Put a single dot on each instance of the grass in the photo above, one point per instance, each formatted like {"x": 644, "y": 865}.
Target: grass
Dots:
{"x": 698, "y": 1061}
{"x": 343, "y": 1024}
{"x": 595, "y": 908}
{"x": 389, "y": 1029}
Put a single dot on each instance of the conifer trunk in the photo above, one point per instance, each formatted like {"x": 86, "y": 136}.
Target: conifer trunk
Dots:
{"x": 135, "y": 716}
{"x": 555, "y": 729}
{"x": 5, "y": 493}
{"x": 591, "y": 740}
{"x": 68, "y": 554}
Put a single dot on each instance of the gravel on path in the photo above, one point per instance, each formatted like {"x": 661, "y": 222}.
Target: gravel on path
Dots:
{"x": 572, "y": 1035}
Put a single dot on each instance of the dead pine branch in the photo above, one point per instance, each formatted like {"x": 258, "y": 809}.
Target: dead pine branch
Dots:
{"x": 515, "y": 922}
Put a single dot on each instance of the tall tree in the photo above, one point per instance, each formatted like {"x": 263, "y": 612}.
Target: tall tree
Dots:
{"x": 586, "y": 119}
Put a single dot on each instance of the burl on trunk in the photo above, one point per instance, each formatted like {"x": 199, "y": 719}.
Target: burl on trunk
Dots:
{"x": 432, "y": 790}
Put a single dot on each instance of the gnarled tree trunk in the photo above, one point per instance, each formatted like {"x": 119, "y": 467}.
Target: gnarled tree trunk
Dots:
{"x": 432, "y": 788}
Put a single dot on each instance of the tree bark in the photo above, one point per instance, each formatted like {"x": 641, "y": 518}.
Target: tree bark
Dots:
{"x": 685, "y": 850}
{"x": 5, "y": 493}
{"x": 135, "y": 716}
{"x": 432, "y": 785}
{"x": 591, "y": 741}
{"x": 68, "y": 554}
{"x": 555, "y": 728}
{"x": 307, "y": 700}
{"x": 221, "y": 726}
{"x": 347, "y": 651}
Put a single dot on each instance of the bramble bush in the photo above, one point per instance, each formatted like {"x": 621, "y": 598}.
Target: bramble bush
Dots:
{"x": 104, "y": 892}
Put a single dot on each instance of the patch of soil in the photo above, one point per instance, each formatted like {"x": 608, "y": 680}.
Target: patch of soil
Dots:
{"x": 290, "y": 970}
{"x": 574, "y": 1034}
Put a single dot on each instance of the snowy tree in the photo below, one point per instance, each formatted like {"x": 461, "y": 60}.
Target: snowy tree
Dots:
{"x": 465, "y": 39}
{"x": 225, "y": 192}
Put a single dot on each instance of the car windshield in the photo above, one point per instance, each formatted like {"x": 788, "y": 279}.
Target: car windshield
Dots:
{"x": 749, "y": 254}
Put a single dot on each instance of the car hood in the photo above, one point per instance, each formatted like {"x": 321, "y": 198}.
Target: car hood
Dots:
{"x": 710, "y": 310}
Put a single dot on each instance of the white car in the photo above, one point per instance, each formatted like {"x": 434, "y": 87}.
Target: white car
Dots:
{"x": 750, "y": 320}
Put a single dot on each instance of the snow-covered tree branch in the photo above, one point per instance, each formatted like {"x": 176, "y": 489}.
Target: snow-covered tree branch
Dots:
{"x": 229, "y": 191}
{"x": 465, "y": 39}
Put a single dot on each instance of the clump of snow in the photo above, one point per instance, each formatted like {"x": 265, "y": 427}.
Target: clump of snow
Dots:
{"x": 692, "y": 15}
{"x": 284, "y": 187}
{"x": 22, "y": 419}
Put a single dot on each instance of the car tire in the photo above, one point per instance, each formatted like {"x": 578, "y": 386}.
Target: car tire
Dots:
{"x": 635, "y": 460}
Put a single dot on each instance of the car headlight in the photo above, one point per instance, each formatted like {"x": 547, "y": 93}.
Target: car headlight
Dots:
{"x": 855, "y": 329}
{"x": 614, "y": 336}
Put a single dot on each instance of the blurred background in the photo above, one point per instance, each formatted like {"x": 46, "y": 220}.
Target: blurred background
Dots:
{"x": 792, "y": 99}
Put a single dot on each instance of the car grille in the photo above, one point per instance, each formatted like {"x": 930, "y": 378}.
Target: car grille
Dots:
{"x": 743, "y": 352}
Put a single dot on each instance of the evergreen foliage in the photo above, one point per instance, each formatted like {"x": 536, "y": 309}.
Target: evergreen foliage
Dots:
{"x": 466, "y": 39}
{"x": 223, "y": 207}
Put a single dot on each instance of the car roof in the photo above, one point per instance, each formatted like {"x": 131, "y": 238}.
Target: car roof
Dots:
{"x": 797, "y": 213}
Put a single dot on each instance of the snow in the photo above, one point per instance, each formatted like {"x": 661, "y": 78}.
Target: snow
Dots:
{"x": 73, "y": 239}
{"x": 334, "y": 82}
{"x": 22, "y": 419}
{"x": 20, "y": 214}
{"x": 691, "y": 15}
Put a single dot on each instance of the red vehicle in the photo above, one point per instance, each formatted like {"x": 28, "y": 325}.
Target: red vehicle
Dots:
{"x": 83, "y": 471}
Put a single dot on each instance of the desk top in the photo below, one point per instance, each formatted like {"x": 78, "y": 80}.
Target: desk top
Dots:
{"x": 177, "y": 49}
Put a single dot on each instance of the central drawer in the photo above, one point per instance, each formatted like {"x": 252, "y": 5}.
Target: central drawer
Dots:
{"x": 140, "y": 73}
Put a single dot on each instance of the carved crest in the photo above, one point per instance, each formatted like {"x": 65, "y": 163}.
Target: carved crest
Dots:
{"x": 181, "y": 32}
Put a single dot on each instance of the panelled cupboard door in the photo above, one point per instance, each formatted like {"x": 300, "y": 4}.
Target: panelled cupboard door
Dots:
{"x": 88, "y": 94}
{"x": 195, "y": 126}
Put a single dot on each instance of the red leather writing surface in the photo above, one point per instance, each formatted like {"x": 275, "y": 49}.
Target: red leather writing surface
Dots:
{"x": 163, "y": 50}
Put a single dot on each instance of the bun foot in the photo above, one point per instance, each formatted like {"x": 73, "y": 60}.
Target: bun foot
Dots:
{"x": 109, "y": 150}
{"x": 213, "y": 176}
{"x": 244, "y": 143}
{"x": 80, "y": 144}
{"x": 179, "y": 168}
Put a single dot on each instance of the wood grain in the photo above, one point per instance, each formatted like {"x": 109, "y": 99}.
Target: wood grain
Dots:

Exercise requirements =
Please give the lines above as a JSON list of strings, one string per line, leaving out any blank lines.

Expected output =
[
  "Put a single dot on each instance of the grass in the photo above, one point per instance, each formatted like {\"x\": 644, \"y\": 865}.",
  "Target: grass",
  "Dots:",
  "{\"x\": 698, \"y\": 1061}",
  "{\"x\": 343, \"y\": 1024}",
  "{\"x\": 595, \"y\": 908}",
  "{\"x\": 389, \"y\": 1029}",
  "Put a single dot on each instance of the conifer trunk in the photo above, one point per instance, each formatted like {\"x\": 86, \"y\": 136}.",
  "Target: conifer trunk",
  "Dots:",
  "{\"x\": 135, \"y\": 716}",
  "{\"x\": 555, \"y\": 729}",
  "{\"x\": 5, \"y\": 493}",
  "{\"x\": 591, \"y\": 740}",
  "{\"x\": 68, \"y\": 554}",
  "Put a single dot on each instance of the gravel on path in the photo above, one point per instance, each formatted like {\"x\": 661, \"y\": 222}.",
  "Target: gravel on path",
  "Dots:",
  "{\"x\": 572, \"y\": 1035}",
  "Put a single dot on each instance of the dead pine branch in the photo above, one point per instance, each formatted like {\"x\": 258, \"y\": 809}.",
  "Target: dead pine branch",
  "Dots:",
  "{\"x\": 515, \"y\": 922}",
  "Put a single dot on each instance of the tall tree in the photo above, one point per instance, each formatted like {\"x\": 263, \"y\": 612}.",
  "Target: tall tree",
  "Dots:",
  "{\"x\": 586, \"y\": 119}",
  "Put a single dot on each instance of the burl on trunk in the photo above, one point per instance, each formatted like {\"x\": 199, \"y\": 719}.",
  "Target: burl on trunk",
  "Dots:",
  "{\"x\": 432, \"y\": 790}",
  "Put a single dot on each instance of the gnarled tree trunk in the photo above, one point per instance, each formatted like {\"x\": 119, \"y\": 467}.",
  "Target: gnarled tree trunk",
  "Dots:",
  "{\"x\": 432, \"y\": 788}",
  "Put a single dot on each instance of the tree bark in the photo above, one point per instance, each formatted like {\"x\": 641, \"y\": 518}.",
  "Target: tree bark",
  "Dots:",
  "{\"x\": 685, \"y\": 850}",
  "{\"x\": 5, \"y\": 493}",
  "{\"x\": 135, \"y\": 716}",
  "{\"x\": 432, \"y\": 785}",
  "{\"x\": 591, \"y\": 741}",
  "{\"x\": 68, \"y\": 554}",
  "{\"x\": 555, \"y\": 728}",
  "{\"x\": 307, \"y\": 700}",
  "{\"x\": 221, \"y\": 726}",
  "{\"x\": 347, \"y\": 651}",
  "Put a single dot on each instance of the bramble bush in the photo above, one point per instance, each formatted like {\"x\": 621, \"y\": 598}.",
  "Target: bramble bush",
  "Dots:",
  "{\"x\": 104, \"y\": 892}",
  "Put a single dot on each instance of the patch of soil in the photo above, one point per instance, each formatted like {\"x\": 608, \"y\": 680}.",
  "Target: patch of soil",
  "Dots:",
  "{\"x\": 290, \"y\": 970}",
  "{\"x\": 574, \"y\": 1034}",
  "Put a single dot on each instance of the snowy tree in the photo below, one point per instance, each formatted like {\"x\": 461, \"y\": 60}.",
  "Target: snowy tree",
  "Dots:",
  "{\"x\": 465, \"y\": 39}",
  "{\"x\": 225, \"y\": 192}",
  "Put a single dot on each instance of the car windshield in the photo above, one point per instance, each formatted like {\"x\": 788, \"y\": 279}.",
  "Target: car windshield",
  "Dots:",
  "{\"x\": 749, \"y\": 254}",
  "Put a single dot on each instance of the car hood in the photo above, one point per instance, each formatted like {\"x\": 321, \"y\": 198}.",
  "Target: car hood",
  "Dots:",
  "{\"x\": 710, \"y\": 310}",
  "Put a single dot on each instance of the white car in the photo above, one point per instance, each formatted like {\"x\": 434, \"y\": 87}.",
  "Target: white car",
  "Dots:",
  "{\"x\": 750, \"y\": 320}",
  "Put a single dot on each instance of the snow-covered tree branch in the photo above, one point per instance, each formatted like {\"x\": 176, \"y\": 489}.",
  "Target: snow-covered tree branch",
  "Dots:",
  "{\"x\": 229, \"y\": 191}",
  "{\"x\": 465, \"y\": 39}",
  "Put a single dot on each instance of the clump of snow in the photo above, one point per instance, each formatted like {\"x\": 265, \"y\": 427}.",
  "Target: clump of snow",
  "Dots:",
  "{\"x\": 692, \"y\": 15}",
  "{\"x\": 284, \"y\": 187}",
  "{\"x\": 22, \"y\": 419}",
  "Put a single dot on each instance of the car tire in the photo above, one point per instance, each formatted like {\"x\": 578, \"y\": 386}.",
  "Target: car tire",
  "Dots:",
  "{\"x\": 635, \"y\": 460}",
  "Put a single dot on each instance of the car headlight in the photo above, one point per instance, each formatted like {\"x\": 547, \"y\": 93}.",
  "Target: car headlight",
  "Dots:",
  "{\"x\": 855, \"y\": 329}",
  "{\"x\": 614, \"y\": 336}",
  "Put a single dot on each instance of the blurred background in the photo above, one point per instance, each formatted like {\"x\": 46, \"y\": 220}.",
  "Target: blurred background",
  "Dots:",
  "{\"x\": 792, \"y\": 99}",
  "Put a single dot on each instance of the car grille in the photo above, one point per instance, each formatted like {\"x\": 930, \"y\": 378}.",
  "Target: car grille",
  "Dots:",
  "{\"x\": 743, \"y\": 352}",
  "Put a single dot on each instance of the evergreen foliage in the photo above, one point per instance, each formatted like {\"x\": 536, \"y\": 309}.",
  "Target: evergreen foliage",
  "Dots:",
  "{\"x\": 466, \"y\": 39}",
  "{\"x\": 223, \"y\": 207}",
  "Put a single dot on each instance of the car roof in the photo above, one point per instance, each formatted like {\"x\": 131, \"y\": 238}.",
  "Target: car roof",
  "Dots:",
  "{\"x\": 797, \"y\": 213}",
  "Put a single dot on each instance of the snow in the photo above, one point per instance, each formatted like {\"x\": 661, \"y\": 78}.",
  "Target: snow",
  "Dots:",
  "{\"x\": 73, \"y\": 239}",
  "{\"x\": 334, \"y\": 82}",
  "{\"x\": 22, \"y\": 419}",
  "{\"x\": 20, \"y\": 214}",
  "{\"x\": 691, \"y\": 15}",
  "Put a single dot on each instance of the red vehicle in the photo above, one point per instance, each formatted like {\"x\": 28, \"y\": 325}.",
  "Target: red vehicle",
  "Dots:",
  "{\"x\": 83, \"y\": 471}",
  "Put a single dot on each instance of the desk top in the photo below, one point per instance, each formatted like {\"x\": 78, \"y\": 80}.",
  "Target: desk top",
  "Dots:",
  "{\"x\": 177, \"y\": 49}",
  "Put a single dot on each instance of the central drawer in the photo above, one point per instance, each formatted like {\"x\": 252, \"y\": 5}.",
  "Target: central drawer",
  "Dots:",
  "{\"x\": 140, \"y\": 73}",
  "Put a single dot on each instance of the carved crest in the photo above, one point per instance, each formatted like {\"x\": 65, \"y\": 163}.",
  "Target: carved crest",
  "Dots:",
  "{\"x\": 181, \"y\": 32}",
  "Put a single dot on each instance of the panelled cupboard door in the photo above, one point per instance, each formatted like {\"x\": 300, \"y\": 4}.",
  "Target: panelled cupboard door",
  "Dots:",
  "{\"x\": 88, \"y\": 94}",
  "{\"x\": 195, \"y\": 126}",
  "Put a single dot on each instance of the red leather writing surface in the photo above, one point per instance, each formatted like {\"x\": 275, \"y\": 49}.",
  "Target: red leather writing surface",
  "Dots:",
  "{\"x\": 163, \"y\": 50}",
  "Put a single dot on each instance of the bun foot in the photo above, one point per instance, each formatted like {\"x\": 73, \"y\": 60}.",
  "Target: bun foot",
  "Dots:",
  "{\"x\": 109, \"y\": 150}",
  "{\"x\": 213, \"y\": 176}",
  "{\"x\": 244, \"y\": 143}",
  "{\"x\": 80, \"y\": 144}",
  "{\"x\": 179, \"y\": 168}",
  "Put a single dot on each instance of the wood grain in the photo above, one point per instance, each formatted like {\"x\": 109, \"y\": 99}.",
  "Target: wood grain",
  "Dots:"
]